[start of Input records]
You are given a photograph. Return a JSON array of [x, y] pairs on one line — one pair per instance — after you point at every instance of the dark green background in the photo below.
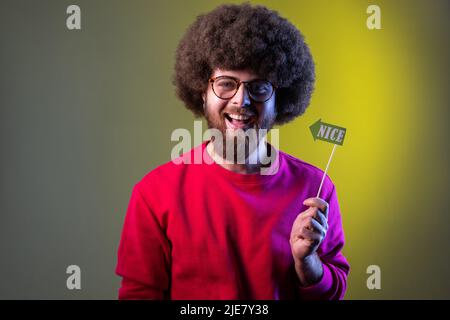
[[85, 114]]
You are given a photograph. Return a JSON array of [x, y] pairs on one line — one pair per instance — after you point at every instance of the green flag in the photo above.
[[328, 132]]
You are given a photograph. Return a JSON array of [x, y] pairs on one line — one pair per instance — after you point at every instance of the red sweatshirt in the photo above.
[[200, 231]]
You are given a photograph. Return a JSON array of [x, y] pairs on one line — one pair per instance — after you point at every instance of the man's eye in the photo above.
[[227, 84], [260, 88]]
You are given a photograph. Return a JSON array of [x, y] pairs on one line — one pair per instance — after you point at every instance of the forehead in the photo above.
[[243, 75]]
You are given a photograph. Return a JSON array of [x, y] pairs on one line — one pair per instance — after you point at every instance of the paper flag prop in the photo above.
[end of Input records]
* Problem statement:
Write out every row above word for word, leaving the picture out.

* Result of the exercise:
You are given a photograph. Return a JSON array of [x, y] pairs on one line — one pair per instance — after you point at every instance of the dark green background in the photo below.
[[85, 114]]
You are given a photograph. Return a JSON array of [x, y] pairs on one line — one pair per instance — after you point at every instance of the green flag in the photo above.
[[328, 132]]
You are given a photograph. Return a JSON array of [x, y] pairs on one line — one pair per instance — after you point at every instance of the red sweatshirt in the photo above.
[[200, 231]]
You are given a photograph. Return a JSON array of [x, y] pairs on one line — one pair per instance — after you point at every instance of the man's eye in the photo above.
[[227, 84], [260, 88]]
You are given a photograph. Return a JSON array of [x, y] pairs on one line — one pair per instance — after you point at every instance of the forehead in the photo above.
[[243, 75]]
You are given a photograph. Return a JSON array of [x, y] pairs on one line — one pair per instance — after you point at every instance of the paper flag prop in the photo above.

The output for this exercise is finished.